::: DATA FOR PROCESSING

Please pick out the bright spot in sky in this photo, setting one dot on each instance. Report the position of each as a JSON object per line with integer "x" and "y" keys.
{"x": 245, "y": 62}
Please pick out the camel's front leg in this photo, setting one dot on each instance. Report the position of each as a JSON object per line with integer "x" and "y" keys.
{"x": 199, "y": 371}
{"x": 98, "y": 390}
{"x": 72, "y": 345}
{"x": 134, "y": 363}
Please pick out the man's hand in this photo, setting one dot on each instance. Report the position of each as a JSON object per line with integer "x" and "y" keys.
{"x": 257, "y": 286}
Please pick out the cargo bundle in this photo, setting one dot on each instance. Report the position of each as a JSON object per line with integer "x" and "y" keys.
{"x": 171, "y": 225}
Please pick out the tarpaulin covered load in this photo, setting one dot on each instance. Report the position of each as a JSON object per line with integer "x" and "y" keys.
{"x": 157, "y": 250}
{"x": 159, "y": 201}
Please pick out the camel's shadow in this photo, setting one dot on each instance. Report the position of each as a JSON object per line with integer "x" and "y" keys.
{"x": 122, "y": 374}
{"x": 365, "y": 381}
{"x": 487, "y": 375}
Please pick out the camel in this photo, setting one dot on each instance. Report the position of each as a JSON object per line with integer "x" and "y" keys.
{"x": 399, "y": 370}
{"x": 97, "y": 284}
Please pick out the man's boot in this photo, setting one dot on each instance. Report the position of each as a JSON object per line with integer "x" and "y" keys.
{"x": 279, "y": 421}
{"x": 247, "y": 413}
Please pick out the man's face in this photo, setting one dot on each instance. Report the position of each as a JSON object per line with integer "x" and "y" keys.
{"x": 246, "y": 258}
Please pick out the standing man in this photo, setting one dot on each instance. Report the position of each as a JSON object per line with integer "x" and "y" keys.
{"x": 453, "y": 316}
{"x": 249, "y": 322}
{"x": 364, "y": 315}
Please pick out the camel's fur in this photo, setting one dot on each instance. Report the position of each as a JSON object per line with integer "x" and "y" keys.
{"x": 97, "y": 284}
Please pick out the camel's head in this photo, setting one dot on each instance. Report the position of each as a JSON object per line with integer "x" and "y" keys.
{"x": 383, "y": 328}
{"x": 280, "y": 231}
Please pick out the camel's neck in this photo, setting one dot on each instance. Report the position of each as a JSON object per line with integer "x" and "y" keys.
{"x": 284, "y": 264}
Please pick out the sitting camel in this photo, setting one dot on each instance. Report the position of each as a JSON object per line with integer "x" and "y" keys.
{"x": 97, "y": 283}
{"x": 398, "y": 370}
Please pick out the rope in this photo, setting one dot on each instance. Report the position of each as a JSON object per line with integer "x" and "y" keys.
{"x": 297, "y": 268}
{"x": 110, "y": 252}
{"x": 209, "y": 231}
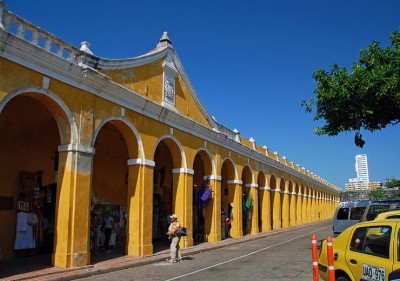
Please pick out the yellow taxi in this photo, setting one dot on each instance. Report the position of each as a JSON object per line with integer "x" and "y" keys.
{"x": 365, "y": 251}
{"x": 388, "y": 215}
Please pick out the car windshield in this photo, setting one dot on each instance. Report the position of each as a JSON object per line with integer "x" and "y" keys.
{"x": 343, "y": 214}
{"x": 356, "y": 213}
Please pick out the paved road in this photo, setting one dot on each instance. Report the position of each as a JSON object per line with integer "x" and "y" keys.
{"x": 283, "y": 256}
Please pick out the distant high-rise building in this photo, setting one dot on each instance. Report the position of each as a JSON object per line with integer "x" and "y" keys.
{"x": 362, "y": 168}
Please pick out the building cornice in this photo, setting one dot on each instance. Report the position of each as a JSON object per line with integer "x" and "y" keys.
{"x": 88, "y": 79}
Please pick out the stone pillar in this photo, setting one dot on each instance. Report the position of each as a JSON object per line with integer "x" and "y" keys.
{"x": 254, "y": 228}
{"x": 299, "y": 199}
{"x": 235, "y": 196}
{"x": 293, "y": 209}
{"x": 183, "y": 202}
{"x": 285, "y": 207}
{"x": 265, "y": 203}
{"x": 276, "y": 219}
{"x": 214, "y": 211}
{"x": 140, "y": 207}
{"x": 72, "y": 234}
{"x": 2, "y": 8}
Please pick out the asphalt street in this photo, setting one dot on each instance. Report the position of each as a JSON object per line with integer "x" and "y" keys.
{"x": 283, "y": 256}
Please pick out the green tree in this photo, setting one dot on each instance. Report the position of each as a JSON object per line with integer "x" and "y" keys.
{"x": 378, "y": 193}
{"x": 366, "y": 98}
{"x": 391, "y": 183}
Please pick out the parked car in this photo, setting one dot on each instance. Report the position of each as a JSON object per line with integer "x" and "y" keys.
{"x": 347, "y": 214}
{"x": 388, "y": 214}
{"x": 365, "y": 251}
{"x": 375, "y": 207}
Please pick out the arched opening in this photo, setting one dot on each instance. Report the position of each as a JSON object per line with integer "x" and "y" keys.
{"x": 109, "y": 193}
{"x": 30, "y": 126}
{"x": 261, "y": 198}
{"x": 201, "y": 196}
{"x": 284, "y": 212}
{"x": 247, "y": 200}
{"x": 292, "y": 205}
{"x": 227, "y": 174}
{"x": 274, "y": 208}
{"x": 167, "y": 156}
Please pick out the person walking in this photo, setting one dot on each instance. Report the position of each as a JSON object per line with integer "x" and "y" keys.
{"x": 108, "y": 227}
{"x": 175, "y": 239}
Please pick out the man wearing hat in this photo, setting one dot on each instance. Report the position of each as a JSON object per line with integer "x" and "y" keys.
{"x": 175, "y": 249}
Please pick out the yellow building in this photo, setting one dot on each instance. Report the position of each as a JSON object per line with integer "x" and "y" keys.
{"x": 81, "y": 135}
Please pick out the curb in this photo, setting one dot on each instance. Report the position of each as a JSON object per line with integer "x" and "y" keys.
{"x": 91, "y": 270}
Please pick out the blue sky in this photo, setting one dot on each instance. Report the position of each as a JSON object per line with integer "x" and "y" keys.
{"x": 251, "y": 63}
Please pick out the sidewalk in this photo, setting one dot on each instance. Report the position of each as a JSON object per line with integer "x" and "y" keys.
{"x": 38, "y": 267}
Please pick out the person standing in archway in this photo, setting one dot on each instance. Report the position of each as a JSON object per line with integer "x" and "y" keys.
{"x": 175, "y": 239}
{"x": 108, "y": 227}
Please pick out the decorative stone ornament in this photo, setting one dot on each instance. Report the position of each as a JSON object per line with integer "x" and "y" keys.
{"x": 170, "y": 74}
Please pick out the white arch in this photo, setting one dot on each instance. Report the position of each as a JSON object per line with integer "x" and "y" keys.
{"x": 130, "y": 126}
{"x": 177, "y": 143}
{"x": 234, "y": 166}
{"x": 53, "y": 97}
{"x": 251, "y": 172}
{"x": 214, "y": 170}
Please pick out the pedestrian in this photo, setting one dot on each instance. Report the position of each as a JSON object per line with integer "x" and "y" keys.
{"x": 175, "y": 239}
{"x": 108, "y": 227}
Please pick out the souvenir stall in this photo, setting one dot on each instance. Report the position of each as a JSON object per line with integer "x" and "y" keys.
{"x": 98, "y": 214}
{"x": 201, "y": 198}
{"x": 34, "y": 231}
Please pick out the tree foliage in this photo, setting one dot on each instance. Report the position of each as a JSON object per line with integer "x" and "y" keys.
{"x": 378, "y": 193}
{"x": 367, "y": 97}
{"x": 391, "y": 183}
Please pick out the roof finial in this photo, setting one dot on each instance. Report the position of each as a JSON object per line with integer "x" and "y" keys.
{"x": 164, "y": 40}
{"x": 85, "y": 47}
{"x": 2, "y": 8}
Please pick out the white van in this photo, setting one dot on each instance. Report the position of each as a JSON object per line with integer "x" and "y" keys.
{"x": 347, "y": 214}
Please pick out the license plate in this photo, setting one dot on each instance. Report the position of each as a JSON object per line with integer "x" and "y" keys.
{"x": 373, "y": 273}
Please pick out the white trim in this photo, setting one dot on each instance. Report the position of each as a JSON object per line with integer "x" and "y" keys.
{"x": 234, "y": 182}
{"x": 212, "y": 177}
{"x": 92, "y": 81}
{"x": 183, "y": 171}
{"x": 76, "y": 148}
{"x": 251, "y": 185}
{"x": 138, "y": 161}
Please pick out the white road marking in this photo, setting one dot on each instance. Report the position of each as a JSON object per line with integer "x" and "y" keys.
{"x": 244, "y": 256}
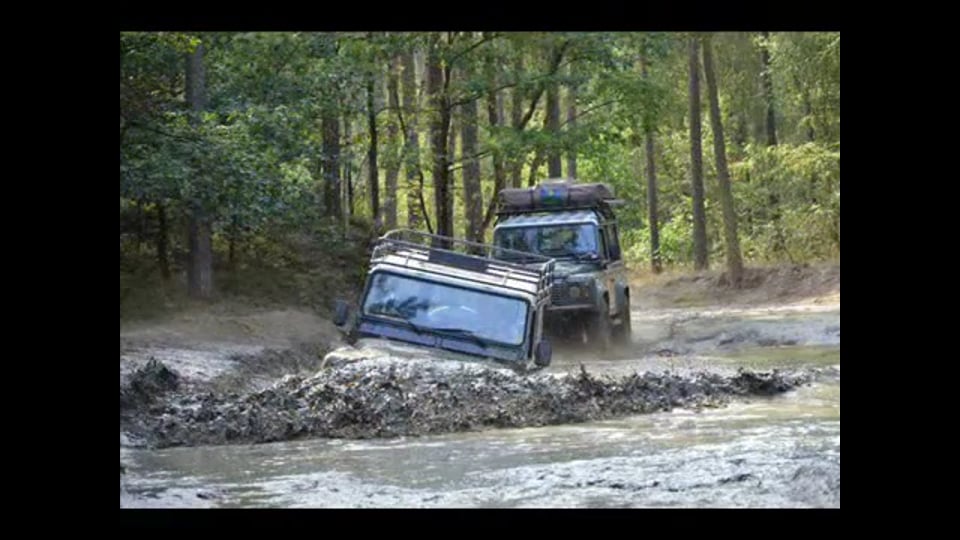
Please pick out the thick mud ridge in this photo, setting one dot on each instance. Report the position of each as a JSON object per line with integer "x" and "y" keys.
{"x": 386, "y": 397}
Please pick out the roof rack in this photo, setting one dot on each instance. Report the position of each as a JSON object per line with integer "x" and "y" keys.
{"x": 604, "y": 207}
{"x": 527, "y": 272}
{"x": 558, "y": 194}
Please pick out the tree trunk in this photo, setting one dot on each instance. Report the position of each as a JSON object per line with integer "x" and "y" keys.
{"x": 412, "y": 151}
{"x": 393, "y": 134}
{"x": 516, "y": 121}
{"x": 373, "y": 179}
{"x": 767, "y": 80}
{"x": 552, "y": 125}
{"x": 495, "y": 116}
{"x": 346, "y": 192}
{"x": 141, "y": 227}
{"x": 734, "y": 260}
{"x": 162, "y": 259}
{"x": 773, "y": 199}
{"x": 696, "y": 162}
{"x": 656, "y": 263}
{"x": 472, "y": 193}
{"x": 439, "y": 138}
{"x": 200, "y": 264}
{"x": 331, "y": 162}
{"x": 451, "y": 172}
{"x": 535, "y": 167}
{"x": 571, "y": 128}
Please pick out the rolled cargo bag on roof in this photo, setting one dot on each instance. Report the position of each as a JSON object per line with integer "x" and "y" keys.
{"x": 555, "y": 195}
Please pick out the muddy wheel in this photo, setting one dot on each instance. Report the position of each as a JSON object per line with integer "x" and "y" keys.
{"x": 624, "y": 330}
{"x": 600, "y": 329}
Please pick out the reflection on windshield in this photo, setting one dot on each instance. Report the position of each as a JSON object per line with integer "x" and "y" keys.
{"x": 429, "y": 304}
{"x": 579, "y": 240}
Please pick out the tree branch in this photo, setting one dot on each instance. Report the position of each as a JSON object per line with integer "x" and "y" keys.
{"x": 483, "y": 40}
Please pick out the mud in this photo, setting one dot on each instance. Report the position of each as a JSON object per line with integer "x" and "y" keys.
{"x": 384, "y": 397}
{"x": 721, "y": 406}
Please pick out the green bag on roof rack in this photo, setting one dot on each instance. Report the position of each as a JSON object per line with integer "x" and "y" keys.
{"x": 556, "y": 194}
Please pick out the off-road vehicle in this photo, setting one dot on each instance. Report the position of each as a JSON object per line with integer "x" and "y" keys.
{"x": 439, "y": 293}
{"x": 575, "y": 225}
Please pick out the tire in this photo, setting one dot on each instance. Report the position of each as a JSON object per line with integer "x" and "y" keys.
{"x": 624, "y": 331}
{"x": 600, "y": 329}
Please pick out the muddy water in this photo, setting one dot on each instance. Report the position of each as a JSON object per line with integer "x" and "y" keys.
{"x": 779, "y": 451}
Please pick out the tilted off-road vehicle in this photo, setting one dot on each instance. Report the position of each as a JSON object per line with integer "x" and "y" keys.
{"x": 436, "y": 293}
{"x": 575, "y": 225}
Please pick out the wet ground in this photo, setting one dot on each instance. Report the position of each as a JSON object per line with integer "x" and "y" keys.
{"x": 746, "y": 448}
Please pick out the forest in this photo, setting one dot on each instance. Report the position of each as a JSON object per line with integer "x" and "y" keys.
{"x": 260, "y": 165}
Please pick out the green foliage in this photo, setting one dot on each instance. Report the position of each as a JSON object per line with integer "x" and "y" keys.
{"x": 252, "y": 159}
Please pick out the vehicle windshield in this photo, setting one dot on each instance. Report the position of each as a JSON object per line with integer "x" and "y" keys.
{"x": 577, "y": 240}
{"x": 431, "y": 305}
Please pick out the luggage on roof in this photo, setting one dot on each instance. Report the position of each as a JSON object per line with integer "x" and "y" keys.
{"x": 555, "y": 194}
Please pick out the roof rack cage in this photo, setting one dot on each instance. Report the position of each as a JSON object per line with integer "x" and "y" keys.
{"x": 464, "y": 255}
{"x": 603, "y": 207}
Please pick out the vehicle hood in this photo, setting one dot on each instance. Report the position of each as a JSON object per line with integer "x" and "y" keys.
{"x": 377, "y": 348}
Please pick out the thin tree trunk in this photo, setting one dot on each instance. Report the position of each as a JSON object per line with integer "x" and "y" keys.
{"x": 696, "y": 162}
{"x": 535, "y": 167}
{"x": 200, "y": 266}
{"x": 393, "y": 134}
{"x": 552, "y": 125}
{"x": 767, "y": 80}
{"x": 412, "y": 153}
{"x": 571, "y": 128}
{"x": 141, "y": 225}
{"x": 773, "y": 199}
{"x": 808, "y": 113}
{"x": 472, "y": 193}
{"x": 162, "y": 232}
{"x": 516, "y": 120}
{"x": 346, "y": 193}
{"x": 439, "y": 139}
{"x": 451, "y": 173}
{"x": 331, "y": 162}
{"x": 495, "y": 116}
{"x": 373, "y": 178}
{"x": 656, "y": 263}
{"x": 734, "y": 259}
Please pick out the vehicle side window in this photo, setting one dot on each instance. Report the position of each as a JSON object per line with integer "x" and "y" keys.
{"x": 614, "y": 243}
{"x": 603, "y": 243}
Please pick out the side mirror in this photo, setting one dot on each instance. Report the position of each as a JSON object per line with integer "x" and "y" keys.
{"x": 542, "y": 353}
{"x": 341, "y": 312}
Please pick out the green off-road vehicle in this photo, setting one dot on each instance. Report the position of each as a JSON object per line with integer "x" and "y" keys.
{"x": 429, "y": 295}
{"x": 575, "y": 225}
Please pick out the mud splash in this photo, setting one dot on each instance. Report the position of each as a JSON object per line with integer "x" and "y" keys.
{"x": 382, "y": 397}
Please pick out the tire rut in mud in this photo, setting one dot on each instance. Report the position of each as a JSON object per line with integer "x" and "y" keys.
{"x": 390, "y": 398}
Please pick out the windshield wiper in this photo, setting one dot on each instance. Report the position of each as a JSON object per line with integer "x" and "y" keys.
{"x": 408, "y": 323}
{"x": 462, "y": 332}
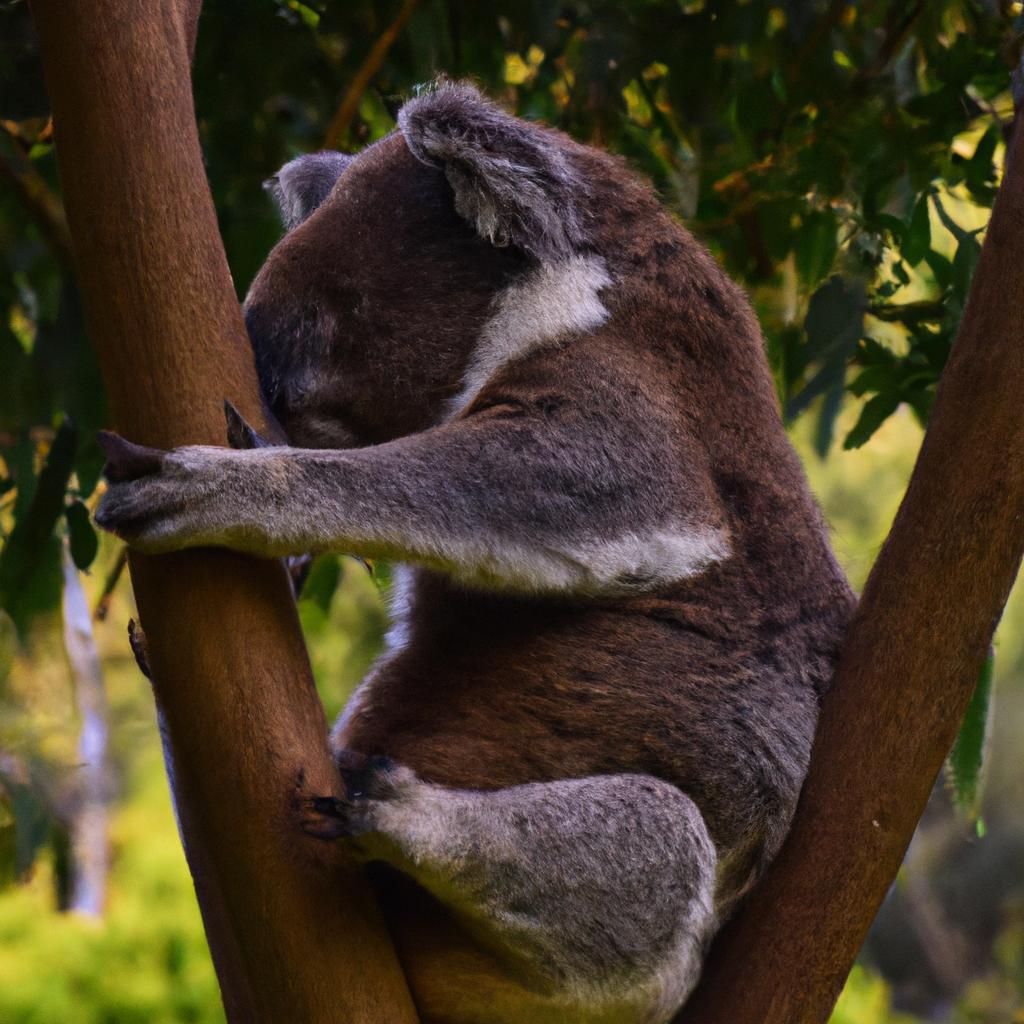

::::::

INSTRUCTIONS FOR THE TASK.
Copy out every line of the data above that contains the word "ornament".

FINAL ANSWER.
Please pick out the decorative stone ornament in this photo, setting one dot on each instance. Report the position of each as a JSON object per line with integer "x" and "y" keys.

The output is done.